— start Data for this exercise —

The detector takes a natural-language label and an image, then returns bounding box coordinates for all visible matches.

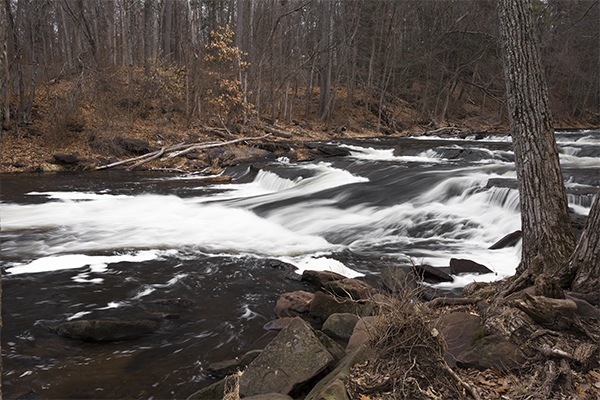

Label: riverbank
[188,266,600,400]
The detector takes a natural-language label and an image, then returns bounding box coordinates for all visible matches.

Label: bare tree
[498,0,576,289]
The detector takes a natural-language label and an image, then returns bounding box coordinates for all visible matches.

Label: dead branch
[163,133,271,160]
[427,297,481,308]
[95,142,189,170]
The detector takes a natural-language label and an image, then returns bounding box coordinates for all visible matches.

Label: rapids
[1,130,600,399]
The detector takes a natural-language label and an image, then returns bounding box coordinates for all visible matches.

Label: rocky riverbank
[184,260,600,400]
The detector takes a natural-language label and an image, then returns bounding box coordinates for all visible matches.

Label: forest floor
[0,72,600,400]
[0,68,590,173]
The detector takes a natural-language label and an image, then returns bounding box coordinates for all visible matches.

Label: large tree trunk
[568,189,600,293]
[499,0,576,280]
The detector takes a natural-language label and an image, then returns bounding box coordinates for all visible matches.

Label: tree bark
[567,189,600,293]
[498,0,576,284]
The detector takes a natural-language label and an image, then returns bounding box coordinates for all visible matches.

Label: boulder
[381,265,415,293]
[302,270,376,300]
[346,317,375,352]
[54,152,81,164]
[269,259,302,281]
[56,320,159,342]
[412,264,454,283]
[450,258,494,275]
[308,291,361,322]
[305,346,372,400]
[263,317,294,331]
[207,350,262,378]
[456,334,527,371]
[321,313,360,340]
[490,231,523,250]
[302,270,345,290]
[323,278,377,300]
[239,318,334,397]
[275,290,315,318]
[244,393,293,400]
[435,312,482,368]
[187,376,236,400]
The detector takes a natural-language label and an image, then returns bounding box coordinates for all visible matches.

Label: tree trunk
[0,0,11,132]
[567,189,600,293]
[319,0,331,120]
[499,0,576,281]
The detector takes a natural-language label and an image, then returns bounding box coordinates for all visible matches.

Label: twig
[441,358,481,400]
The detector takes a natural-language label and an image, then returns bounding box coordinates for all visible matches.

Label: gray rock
[56,320,159,341]
[244,393,293,400]
[456,335,527,371]
[309,291,361,322]
[450,258,494,275]
[207,350,262,378]
[435,312,482,367]
[412,264,454,283]
[263,317,294,331]
[346,317,375,352]
[275,290,314,318]
[321,313,359,339]
[381,265,415,293]
[490,231,523,250]
[240,318,334,397]
[305,346,372,400]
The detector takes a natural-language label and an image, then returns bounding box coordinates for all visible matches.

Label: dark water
[1,131,600,399]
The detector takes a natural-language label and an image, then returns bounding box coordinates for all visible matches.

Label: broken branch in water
[96,133,271,171]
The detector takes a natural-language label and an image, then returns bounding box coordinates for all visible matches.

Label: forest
[0,0,600,157]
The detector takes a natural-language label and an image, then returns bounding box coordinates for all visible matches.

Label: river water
[1,130,600,399]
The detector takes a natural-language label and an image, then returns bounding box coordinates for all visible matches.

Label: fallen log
[163,133,271,160]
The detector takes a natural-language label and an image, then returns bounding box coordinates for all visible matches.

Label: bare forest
[0,0,600,168]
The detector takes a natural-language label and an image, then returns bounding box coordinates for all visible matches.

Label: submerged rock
[321,313,359,340]
[490,230,523,250]
[55,320,159,342]
[412,264,454,283]
[456,335,527,371]
[240,318,334,397]
[275,290,315,318]
[450,258,494,275]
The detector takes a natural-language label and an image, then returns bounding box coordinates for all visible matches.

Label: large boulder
[56,320,159,342]
[436,312,482,367]
[381,265,415,293]
[450,258,494,275]
[490,231,523,250]
[346,317,375,352]
[240,318,334,397]
[456,335,527,371]
[321,313,359,340]
[412,264,454,283]
[309,291,364,322]
[305,346,372,400]
[207,350,262,378]
[302,270,377,300]
[275,290,315,318]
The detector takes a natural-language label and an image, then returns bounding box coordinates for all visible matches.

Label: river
[1,130,600,399]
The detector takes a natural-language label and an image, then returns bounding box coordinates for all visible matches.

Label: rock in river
[55,320,159,342]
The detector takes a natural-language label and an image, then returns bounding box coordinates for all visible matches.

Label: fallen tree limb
[163,133,271,160]
[96,143,189,170]
[427,297,480,308]
[127,147,165,171]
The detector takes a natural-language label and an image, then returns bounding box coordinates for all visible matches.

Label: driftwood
[427,297,480,308]
[163,133,271,160]
[96,133,271,171]
[96,143,193,170]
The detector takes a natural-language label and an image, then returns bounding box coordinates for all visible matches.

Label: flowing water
[1,130,600,399]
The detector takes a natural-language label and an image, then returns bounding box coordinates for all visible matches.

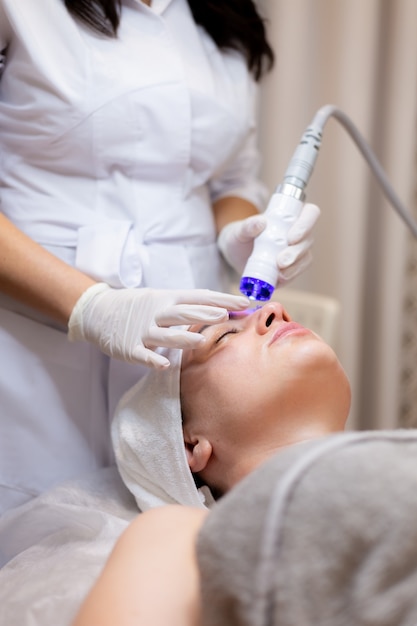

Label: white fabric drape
[260,0,417,428]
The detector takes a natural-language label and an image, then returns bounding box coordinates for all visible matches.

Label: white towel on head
[112,350,212,511]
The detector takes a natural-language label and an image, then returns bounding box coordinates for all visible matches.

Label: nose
[256,302,291,334]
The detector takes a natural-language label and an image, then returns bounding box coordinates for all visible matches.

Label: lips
[269,322,311,344]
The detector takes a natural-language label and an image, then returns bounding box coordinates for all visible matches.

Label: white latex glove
[68,283,249,368]
[217,203,320,284]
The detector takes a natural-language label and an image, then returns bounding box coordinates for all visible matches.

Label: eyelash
[214,328,239,344]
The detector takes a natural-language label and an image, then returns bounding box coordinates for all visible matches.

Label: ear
[184,437,213,474]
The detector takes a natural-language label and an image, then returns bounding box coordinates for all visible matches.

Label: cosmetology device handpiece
[240,104,417,301]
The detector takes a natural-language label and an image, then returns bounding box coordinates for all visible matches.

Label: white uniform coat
[0,0,264,511]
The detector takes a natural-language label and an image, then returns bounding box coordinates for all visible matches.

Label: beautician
[0,0,319,512]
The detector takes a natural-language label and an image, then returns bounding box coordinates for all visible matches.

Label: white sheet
[0,467,138,626]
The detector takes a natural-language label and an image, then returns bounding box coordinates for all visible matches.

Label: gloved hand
[68,283,249,368]
[217,203,320,284]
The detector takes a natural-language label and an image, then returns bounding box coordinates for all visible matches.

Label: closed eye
[214,328,239,344]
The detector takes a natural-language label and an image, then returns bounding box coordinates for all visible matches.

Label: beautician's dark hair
[65,0,274,80]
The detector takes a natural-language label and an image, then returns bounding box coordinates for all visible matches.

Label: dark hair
[65,0,274,80]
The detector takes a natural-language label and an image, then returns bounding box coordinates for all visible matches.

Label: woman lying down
[74,303,356,626]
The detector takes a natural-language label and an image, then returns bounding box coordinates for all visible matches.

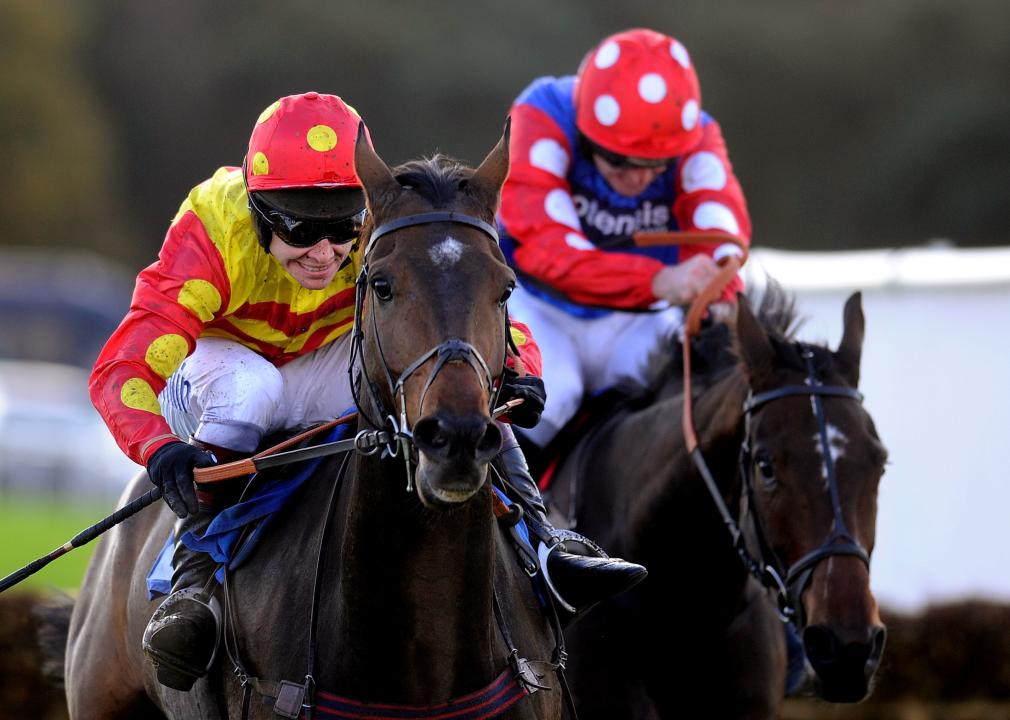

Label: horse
[534,283,887,720]
[66,128,564,720]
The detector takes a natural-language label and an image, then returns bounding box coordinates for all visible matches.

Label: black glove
[498,372,547,427]
[147,440,216,517]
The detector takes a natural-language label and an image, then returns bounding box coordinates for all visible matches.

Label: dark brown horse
[67,126,563,720]
[553,288,886,720]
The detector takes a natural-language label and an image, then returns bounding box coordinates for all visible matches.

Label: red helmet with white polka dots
[575,29,701,160]
[245,93,371,193]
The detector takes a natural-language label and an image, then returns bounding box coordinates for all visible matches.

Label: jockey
[499,29,750,460]
[90,92,641,690]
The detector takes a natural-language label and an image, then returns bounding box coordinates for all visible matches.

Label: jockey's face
[593,152,667,198]
[270,233,355,290]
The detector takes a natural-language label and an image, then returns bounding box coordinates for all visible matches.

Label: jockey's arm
[500,104,664,309]
[673,116,750,303]
[89,212,229,466]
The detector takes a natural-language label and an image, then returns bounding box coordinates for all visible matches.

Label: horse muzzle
[413,414,502,508]
[803,625,887,703]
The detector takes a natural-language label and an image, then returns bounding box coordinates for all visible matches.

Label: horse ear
[355,122,403,214]
[470,117,512,212]
[736,295,775,388]
[834,292,865,387]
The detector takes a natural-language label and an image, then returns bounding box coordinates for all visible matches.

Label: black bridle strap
[741,342,870,625]
[743,385,863,413]
[365,210,498,255]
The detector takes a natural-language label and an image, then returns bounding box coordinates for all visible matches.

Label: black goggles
[246,193,365,247]
[582,135,677,170]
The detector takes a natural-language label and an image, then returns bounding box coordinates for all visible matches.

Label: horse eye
[754,457,775,483]
[372,278,393,302]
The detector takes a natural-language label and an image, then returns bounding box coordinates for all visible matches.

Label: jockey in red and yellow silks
[91,93,644,691]
[91,109,540,465]
[91,168,361,465]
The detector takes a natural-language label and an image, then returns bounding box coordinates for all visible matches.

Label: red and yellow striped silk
[90,168,361,465]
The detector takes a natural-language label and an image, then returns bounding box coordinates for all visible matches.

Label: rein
[682,258,870,626]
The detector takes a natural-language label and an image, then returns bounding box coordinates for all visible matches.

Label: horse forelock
[375,152,495,222]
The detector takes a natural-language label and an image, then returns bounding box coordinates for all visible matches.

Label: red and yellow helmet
[245,93,371,193]
[575,28,701,160]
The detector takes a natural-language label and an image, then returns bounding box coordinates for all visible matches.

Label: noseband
[348,211,508,492]
[738,343,870,626]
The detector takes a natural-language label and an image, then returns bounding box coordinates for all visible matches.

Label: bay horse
[549,284,887,720]
[66,128,564,720]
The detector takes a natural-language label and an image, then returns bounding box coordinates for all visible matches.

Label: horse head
[355,127,515,507]
[736,293,887,702]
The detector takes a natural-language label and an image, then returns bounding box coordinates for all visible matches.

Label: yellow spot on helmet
[119,378,162,415]
[253,152,270,175]
[143,334,189,380]
[179,280,221,321]
[305,125,336,152]
[257,100,281,123]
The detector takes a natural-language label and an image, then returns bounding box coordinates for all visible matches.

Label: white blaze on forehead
[428,235,463,270]
[810,424,848,487]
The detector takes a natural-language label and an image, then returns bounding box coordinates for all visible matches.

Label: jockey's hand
[498,373,547,427]
[147,440,216,517]
[708,301,736,324]
[652,254,719,305]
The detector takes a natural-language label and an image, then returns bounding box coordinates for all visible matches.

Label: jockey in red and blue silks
[499,29,750,447]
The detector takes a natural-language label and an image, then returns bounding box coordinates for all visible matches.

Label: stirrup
[142,588,221,692]
[536,523,610,615]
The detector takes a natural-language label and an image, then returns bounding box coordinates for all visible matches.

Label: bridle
[682,258,870,626]
[347,211,509,492]
[740,342,870,626]
[685,338,870,626]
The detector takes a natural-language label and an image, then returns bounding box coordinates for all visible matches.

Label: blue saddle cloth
[147,423,352,600]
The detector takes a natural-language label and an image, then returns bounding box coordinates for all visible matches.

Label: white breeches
[508,287,684,447]
[158,332,355,452]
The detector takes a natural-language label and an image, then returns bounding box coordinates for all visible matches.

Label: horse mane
[617,278,808,407]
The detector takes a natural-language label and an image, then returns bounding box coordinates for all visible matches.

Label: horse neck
[334,456,502,703]
[592,370,747,552]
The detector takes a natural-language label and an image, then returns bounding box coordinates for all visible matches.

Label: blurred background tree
[0,0,1010,271]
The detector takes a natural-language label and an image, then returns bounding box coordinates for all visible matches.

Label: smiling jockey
[90,93,641,690]
[499,29,750,460]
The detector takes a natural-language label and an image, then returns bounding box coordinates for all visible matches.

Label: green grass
[0,496,114,593]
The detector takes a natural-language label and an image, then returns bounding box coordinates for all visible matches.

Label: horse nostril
[413,417,449,452]
[870,627,887,660]
[803,625,836,666]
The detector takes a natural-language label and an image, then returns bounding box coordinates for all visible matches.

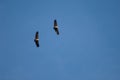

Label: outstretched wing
[54,20,59,35]
[34,31,39,47]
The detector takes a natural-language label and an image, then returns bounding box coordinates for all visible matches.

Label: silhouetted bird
[34,31,39,47]
[53,20,59,35]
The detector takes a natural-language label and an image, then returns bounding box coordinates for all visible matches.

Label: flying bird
[53,20,59,35]
[34,31,39,47]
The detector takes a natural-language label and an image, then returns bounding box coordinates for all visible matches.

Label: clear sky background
[0,0,120,80]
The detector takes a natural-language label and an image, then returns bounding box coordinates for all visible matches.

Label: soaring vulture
[53,20,59,35]
[34,31,39,47]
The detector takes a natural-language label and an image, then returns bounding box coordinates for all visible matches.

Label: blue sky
[0,0,120,80]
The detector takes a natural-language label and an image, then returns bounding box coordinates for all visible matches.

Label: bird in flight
[34,31,39,47]
[53,20,59,35]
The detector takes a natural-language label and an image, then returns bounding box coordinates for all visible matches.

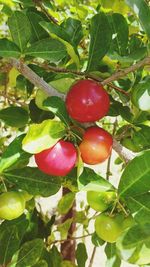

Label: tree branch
[10,58,140,163]
[102,57,150,85]
[10,58,65,99]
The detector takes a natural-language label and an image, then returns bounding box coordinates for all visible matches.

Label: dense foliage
[0,0,150,267]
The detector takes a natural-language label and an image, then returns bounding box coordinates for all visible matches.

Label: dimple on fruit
[79,126,113,165]
[34,140,77,176]
[66,80,110,122]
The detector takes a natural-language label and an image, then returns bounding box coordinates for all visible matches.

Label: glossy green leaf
[76,243,88,267]
[87,12,112,72]
[63,18,83,46]
[116,224,150,265]
[26,10,48,43]
[8,11,31,52]
[125,0,150,38]
[0,38,21,58]
[0,216,28,266]
[105,243,121,267]
[40,22,79,67]
[32,260,48,267]
[118,150,150,198]
[57,192,75,214]
[78,168,113,192]
[131,76,150,111]
[109,13,129,55]
[29,99,54,123]
[4,167,60,197]
[22,120,65,154]
[10,238,44,267]
[127,192,150,224]
[61,260,77,267]
[43,96,70,125]
[0,106,29,128]
[40,21,71,42]
[0,134,31,173]
[50,77,74,93]
[25,38,67,63]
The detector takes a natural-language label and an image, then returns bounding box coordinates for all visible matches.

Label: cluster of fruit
[35,79,113,176]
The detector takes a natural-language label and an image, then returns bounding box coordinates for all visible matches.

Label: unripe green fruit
[19,191,33,201]
[87,191,116,212]
[0,192,25,220]
[123,215,135,230]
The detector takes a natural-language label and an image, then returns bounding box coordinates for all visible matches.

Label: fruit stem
[0,176,8,192]
[118,200,129,216]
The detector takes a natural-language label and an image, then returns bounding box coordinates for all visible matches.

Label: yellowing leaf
[22,120,65,154]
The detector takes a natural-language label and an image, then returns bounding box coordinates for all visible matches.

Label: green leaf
[57,192,75,214]
[62,18,83,46]
[40,21,71,42]
[131,125,150,151]
[8,11,31,52]
[40,21,79,67]
[91,232,105,247]
[60,260,77,267]
[105,243,121,267]
[26,10,48,43]
[32,260,48,267]
[118,151,150,198]
[131,76,150,111]
[0,38,21,58]
[108,13,129,55]
[0,106,29,128]
[22,120,65,154]
[49,246,62,267]
[126,192,150,224]
[43,96,70,125]
[125,0,150,38]
[25,38,67,63]
[49,76,74,93]
[76,243,88,267]
[4,167,60,197]
[57,218,73,239]
[0,134,31,173]
[116,224,150,265]
[78,168,114,192]
[0,216,28,266]
[29,99,54,123]
[10,238,44,267]
[87,12,112,72]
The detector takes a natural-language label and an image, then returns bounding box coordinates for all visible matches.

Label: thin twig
[106,119,118,180]
[88,247,96,267]
[102,57,150,85]
[10,58,65,99]
[51,233,93,244]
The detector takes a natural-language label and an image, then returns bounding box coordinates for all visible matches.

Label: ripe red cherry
[79,126,113,165]
[66,80,110,122]
[34,140,77,176]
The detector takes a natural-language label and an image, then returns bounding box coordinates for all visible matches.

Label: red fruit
[34,140,77,176]
[79,126,113,165]
[66,80,110,122]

— end Data for this exercise —

§ Written exercise: How many lines in the rows above contain the word "helmet", with case counting? Give only the number.

§ The reply: 3